- Opening Delimiter -
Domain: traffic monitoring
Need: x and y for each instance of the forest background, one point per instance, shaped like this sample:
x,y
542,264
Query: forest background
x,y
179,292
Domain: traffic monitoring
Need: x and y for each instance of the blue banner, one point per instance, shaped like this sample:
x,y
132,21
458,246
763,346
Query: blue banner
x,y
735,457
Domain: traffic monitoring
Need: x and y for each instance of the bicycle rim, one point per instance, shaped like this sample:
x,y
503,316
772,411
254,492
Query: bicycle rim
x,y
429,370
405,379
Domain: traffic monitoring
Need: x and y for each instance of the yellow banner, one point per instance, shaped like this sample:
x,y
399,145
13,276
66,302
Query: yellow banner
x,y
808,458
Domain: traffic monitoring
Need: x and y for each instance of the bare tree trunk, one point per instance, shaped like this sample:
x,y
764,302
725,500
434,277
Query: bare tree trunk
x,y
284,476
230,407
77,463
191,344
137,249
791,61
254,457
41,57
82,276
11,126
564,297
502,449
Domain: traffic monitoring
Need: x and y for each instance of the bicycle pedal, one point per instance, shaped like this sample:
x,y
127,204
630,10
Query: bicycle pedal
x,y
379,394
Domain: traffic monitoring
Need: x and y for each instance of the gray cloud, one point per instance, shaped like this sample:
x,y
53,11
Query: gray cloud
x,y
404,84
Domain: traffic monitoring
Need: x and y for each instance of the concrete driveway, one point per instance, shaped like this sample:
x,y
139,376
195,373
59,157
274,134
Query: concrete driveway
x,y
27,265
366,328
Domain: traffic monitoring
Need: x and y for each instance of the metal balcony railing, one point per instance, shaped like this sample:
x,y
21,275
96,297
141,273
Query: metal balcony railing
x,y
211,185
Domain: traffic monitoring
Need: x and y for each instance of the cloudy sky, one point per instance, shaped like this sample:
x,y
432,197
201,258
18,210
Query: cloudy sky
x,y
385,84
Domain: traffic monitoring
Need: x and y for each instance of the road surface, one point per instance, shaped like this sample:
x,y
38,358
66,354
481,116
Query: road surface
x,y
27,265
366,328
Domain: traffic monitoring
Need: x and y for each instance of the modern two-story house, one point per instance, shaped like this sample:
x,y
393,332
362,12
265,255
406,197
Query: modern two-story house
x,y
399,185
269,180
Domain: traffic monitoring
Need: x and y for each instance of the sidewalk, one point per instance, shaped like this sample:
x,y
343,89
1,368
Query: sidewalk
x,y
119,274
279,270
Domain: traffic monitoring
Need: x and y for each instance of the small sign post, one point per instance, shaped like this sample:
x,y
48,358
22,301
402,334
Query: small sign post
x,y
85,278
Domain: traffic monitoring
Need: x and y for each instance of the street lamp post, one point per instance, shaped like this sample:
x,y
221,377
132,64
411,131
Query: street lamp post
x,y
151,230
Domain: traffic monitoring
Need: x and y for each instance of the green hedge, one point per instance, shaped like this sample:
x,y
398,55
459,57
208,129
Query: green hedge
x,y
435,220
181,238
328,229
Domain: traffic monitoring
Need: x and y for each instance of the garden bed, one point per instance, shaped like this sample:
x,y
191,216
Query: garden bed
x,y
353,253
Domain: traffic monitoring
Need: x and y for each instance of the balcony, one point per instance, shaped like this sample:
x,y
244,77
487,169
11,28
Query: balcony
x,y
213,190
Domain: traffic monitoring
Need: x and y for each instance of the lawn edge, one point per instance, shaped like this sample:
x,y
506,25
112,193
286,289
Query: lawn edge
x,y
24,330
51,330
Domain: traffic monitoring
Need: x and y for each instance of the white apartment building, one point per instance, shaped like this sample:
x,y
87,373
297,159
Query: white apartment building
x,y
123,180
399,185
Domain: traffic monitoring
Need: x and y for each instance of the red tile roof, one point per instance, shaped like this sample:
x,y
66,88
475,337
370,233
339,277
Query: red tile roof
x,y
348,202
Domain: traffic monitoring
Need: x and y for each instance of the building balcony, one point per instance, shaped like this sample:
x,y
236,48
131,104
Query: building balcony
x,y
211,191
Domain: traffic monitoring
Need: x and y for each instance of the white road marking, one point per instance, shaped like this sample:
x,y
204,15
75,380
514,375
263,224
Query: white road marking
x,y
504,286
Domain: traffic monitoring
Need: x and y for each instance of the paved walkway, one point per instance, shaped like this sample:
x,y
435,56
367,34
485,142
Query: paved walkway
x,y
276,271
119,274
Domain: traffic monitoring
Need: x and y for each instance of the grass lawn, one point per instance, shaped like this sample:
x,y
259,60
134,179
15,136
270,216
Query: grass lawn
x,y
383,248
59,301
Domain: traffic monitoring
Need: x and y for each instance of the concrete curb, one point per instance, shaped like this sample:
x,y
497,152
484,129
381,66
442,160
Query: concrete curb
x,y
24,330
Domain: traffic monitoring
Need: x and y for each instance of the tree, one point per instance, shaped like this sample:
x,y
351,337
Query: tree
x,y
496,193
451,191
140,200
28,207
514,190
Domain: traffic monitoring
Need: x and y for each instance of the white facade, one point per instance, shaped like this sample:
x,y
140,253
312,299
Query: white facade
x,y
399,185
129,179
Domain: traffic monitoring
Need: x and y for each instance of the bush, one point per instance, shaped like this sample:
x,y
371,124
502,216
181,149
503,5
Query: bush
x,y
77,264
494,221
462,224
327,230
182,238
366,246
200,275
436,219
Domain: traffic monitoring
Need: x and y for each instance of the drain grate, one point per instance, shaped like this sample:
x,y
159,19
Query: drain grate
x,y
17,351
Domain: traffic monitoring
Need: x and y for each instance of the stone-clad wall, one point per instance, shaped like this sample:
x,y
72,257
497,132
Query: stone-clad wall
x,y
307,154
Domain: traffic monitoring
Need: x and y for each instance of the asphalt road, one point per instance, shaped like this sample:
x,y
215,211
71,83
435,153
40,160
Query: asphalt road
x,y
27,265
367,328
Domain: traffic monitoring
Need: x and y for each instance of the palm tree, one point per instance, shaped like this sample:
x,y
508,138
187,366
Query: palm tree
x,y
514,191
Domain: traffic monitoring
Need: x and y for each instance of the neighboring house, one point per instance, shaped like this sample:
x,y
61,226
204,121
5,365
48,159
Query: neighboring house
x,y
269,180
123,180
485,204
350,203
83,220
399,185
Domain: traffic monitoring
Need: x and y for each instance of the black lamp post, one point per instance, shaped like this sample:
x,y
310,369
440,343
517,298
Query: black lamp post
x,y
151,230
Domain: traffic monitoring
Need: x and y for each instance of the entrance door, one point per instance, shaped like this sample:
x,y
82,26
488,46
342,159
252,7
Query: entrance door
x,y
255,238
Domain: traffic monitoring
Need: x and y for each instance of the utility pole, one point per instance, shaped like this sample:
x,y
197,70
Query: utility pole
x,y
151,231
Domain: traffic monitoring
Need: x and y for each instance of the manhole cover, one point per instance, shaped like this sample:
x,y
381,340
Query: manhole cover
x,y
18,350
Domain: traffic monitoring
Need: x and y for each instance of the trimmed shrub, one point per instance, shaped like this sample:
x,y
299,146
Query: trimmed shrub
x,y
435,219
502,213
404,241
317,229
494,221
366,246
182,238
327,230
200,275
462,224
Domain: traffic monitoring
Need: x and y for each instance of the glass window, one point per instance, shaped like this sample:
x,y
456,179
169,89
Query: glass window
- Closing Delimiter -
• _EXERCISE BRIEF_
Take the listing above and set it down exactly.

• _RESPONSE AREA_
Domain: traffic monitoring
Need: x and y for each instance of the forest background, one point per instance, shaped like this sample:
x,y
542,264
Query: forest background
x,y
179,292
Domain: traffic monitoring
Need: x and y for each instance of the blue banner, one point per instance, shaped like this sample:
x,y
132,21
458,246
763,346
Query: blue banner
x,y
735,457
Domain: traffic monitoring
Need: x and y for each instance of the bicycle rim, one point per instance, shaped like this sample:
x,y
503,316
772,411
254,492
Query: bicycle rim
x,y
429,370
405,379
Domain: traffic monitoring
Need: x and y for each instance of the yellow banner, one point per instance, shaped like this sample:
x,y
399,145
13,276
66,302
Query: yellow banner
x,y
808,458
Domain: traffic monitoring
Need: x and y for each instance of the bare tree trunk, one point per instance, shaped like this sample:
x,y
764,302
725,500
434,277
Query: bare tree trunk
x,y
284,476
230,407
77,463
191,344
137,249
791,61
254,457
41,57
82,276
11,126
564,297
502,449
Domain: traffic monitoring
Need: x and y for each instance of the bicycle pedal, one point per instance, shaped like this sample:
x,y
127,204
630,10
Query: bicycle pedal
x,y
379,394
Domain: traffic monitoring
Need: x and y for each instance of the gray cloud, one point per instance, shaped like this sample:
x,y
53,11
Query: gray cloud
x,y
404,84
Domain: traffic monitoring
Need: x and y for each instance of the concrete driveway, one point per instance, shaped like this sample:
x,y
139,376
195,373
59,157
274,134
Query: concrete driveway
x,y
27,265
366,328
Domain: traffic monitoring
Need: x and y for each instance of the metal balcony railing, one point per instance, shaped like this sample:
x,y
21,275
96,297
141,273
Query: metal balcony railing
x,y
211,185
Domain: traffic monitoring
Need: x and y for each instance of the cloudy sky, one point per instance, shaped like this sample:
x,y
432,197
201,258
18,210
Query: cloudy sky
x,y
385,84
Domain: traffic monitoring
Need: x and y for each instance of the road surface, one point per instance, shaped like this sample:
x,y
38,358
66,354
481,116
Query: road surface
x,y
27,265
366,328
Domain: traffic monitoring
Need: x and y for each instance of the modern two-story house, one point per instance, shaped like this sample:
x,y
393,332
362,12
265,255
406,197
Query: modern two-story house
x,y
399,185
269,180
Domain: traffic monitoring
Need: x and y for each instance of the sidewalk, one point per instance, shaped like this sample:
x,y
343,89
1,368
Query: sidewalk
x,y
119,274
279,270
Domain: traffic monitoring
Need: x and y for each instance of the small sign post, one point per instance, shaped like this sample:
x,y
48,358
22,301
402,334
Query: small sign post
x,y
85,278
Domain: traffic monitoring
Need: x and y for each instance of the street lamp post, one point per instance, shaped like this sample:
x,y
221,377
132,64
411,131
Query: street lamp post
x,y
151,230
Domain: traffic monitoring
Need: x and y for each instance of the green hedge, one point per instance, shaped like this sample:
x,y
398,55
459,57
208,129
Query: green hedge
x,y
435,220
181,238
328,229
Domain: traffic monitoring
Need: x and y for each instance of the garden bed, one point per instance, shaped like this sample:
x,y
191,216
Query: garden bed
x,y
353,253
Domain: traffic monitoring
Need: x and y for each instance of the balcony, one point per instance, shaped like this sample:
x,y
244,77
487,169
11,28
Query: balcony
x,y
213,190
Domain: traffic monitoring
Need: x and y for each instance of the lawn edge, one point per instance, shaped like this sample:
x,y
506,25
112,193
286,289
Query: lawn edge
x,y
24,330
51,330
Domain: traffic monitoring
Need: x and y for each instance of the white apartment building, one point per instance, shaped like this sample:
x,y
87,373
297,159
Query: white apartment building
x,y
123,180
399,185
Domain: traffic monitoring
Need: x and y for each instance of the red tile roof, one point per instance, shaped like this sample:
x,y
66,88
475,337
370,233
339,277
Query: red tile roof
x,y
348,202
Domain: traffic monitoring
Need: x and y for each instance of the building balcony, one point per instance, shaped like this sample:
x,y
236,48
131,104
Query: building balcony
x,y
211,191
Domain: traffic monitoring
Need: x and y for each instance of the white road marking, one point per instance, shaped like this sample:
x,y
204,15
75,380
514,375
263,224
Query: white road marking
x,y
504,286
Domain: traffic monitoring
Need: x and y for each instance of the paved walkway, one point per instance, shaped like this sample:
x,y
435,56
367,34
485,142
Query: paved walkway
x,y
276,271
119,274
Domain: traffic monitoring
Need: x and y for each instance of the grass lawn, one point per instance, shaped like this sample:
x,y
259,60
134,179
15,136
270,216
Query: grass lawn
x,y
383,248
59,301
Domain: traffic monitoring
Need: x and y for each instance of the concrete curb, one point per instance, shaped like this sample:
x,y
497,152
484,129
381,66
442,160
Query: concrete curb
x,y
24,330
Domain: traffic monitoring
Need: x and y for each instance of the tree, one point per instance, shaped like this sample:
x,y
351,337
Query: tree
x,y
496,193
451,191
140,200
28,207
514,190
Domain: traffic monitoring
Need: x and y for each instance of the white facade, one point per instance, shaped like this sample:
x,y
140,253
312,299
Query: white facade
x,y
399,185
129,179
Domain: traffic monitoring
Need: x and y for each instance of the bush, one point per instance, shaped like this sample:
x,y
371,124
502,216
181,149
503,5
Query: bush
x,y
77,264
494,221
462,224
327,230
182,238
366,246
200,275
436,219
Domain: traffic monitoring
Need: x and y for each instance of the drain grate, one point per instance, shaped like this sample:
x,y
159,19
Query: drain grate
x,y
17,351
Domain: traffic monitoring
Need: x and y for each instance of the stone-clad wall, one point per instance, shaped like this sample:
x,y
72,257
497,132
Query: stone-clad wall
x,y
307,154
Domain: traffic monitoring
Need: x and y for each instance of the asphalt road, one point per instance, shaped like this sample:
x,y
215,211
71,83
435,153
40,160
Query: asphalt road
x,y
27,265
367,328
Domain: traffic monitoring
Need: x and y for each instance of the palm tree, one point per instance, shaped like this sample:
x,y
508,138
187,366
Query: palm tree
x,y
514,191
Domain: traffic monitoring
Need: x and y for each instance of the neighboring house, one point per instance, shaped like this sample:
x,y
61,226
204,121
5,365
48,159
Query: neighboring house
x,y
269,180
123,180
485,204
350,203
83,220
399,185
Domain: traffic monitoring
Need: x and y for each instance of the black lamp post, one point per instance, shaped like this sample:
x,y
310,369
440,343
517,298
Query: black lamp post
x,y
151,230
Domain: traffic monitoring
Need: x and y for each instance of the entrance door, one point per instance, shaped like this sample:
x,y
82,26
488,46
342,159
252,7
Query: entrance door
x,y
255,238
Domain: traffic monitoring
Need: x and y for each instance of the utility pole, one point per instance, shaped like this sample:
x,y
197,70
Query: utility pole
x,y
151,231
Domain: traffic monitoring
Need: x and y for each instance of the manhole cover, one point per instance, shaped like this sample:
x,y
381,340
Query: manhole cover
x,y
18,350
Domain: traffic monitoring
Need: x and y for each instance of the trimmed shrub, one point per instance, shaped like this sample:
x,y
299,146
Query: trimmed shrub
x,y
435,219
502,213
404,241
317,229
494,221
366,246
182,238
327,230
200,275
462,224
Domain: traffic monitoring
Need: x and y for each instance of the glass window, one point per instance, shaped like this sample:
x,y
456,179
169,89
Query: glass window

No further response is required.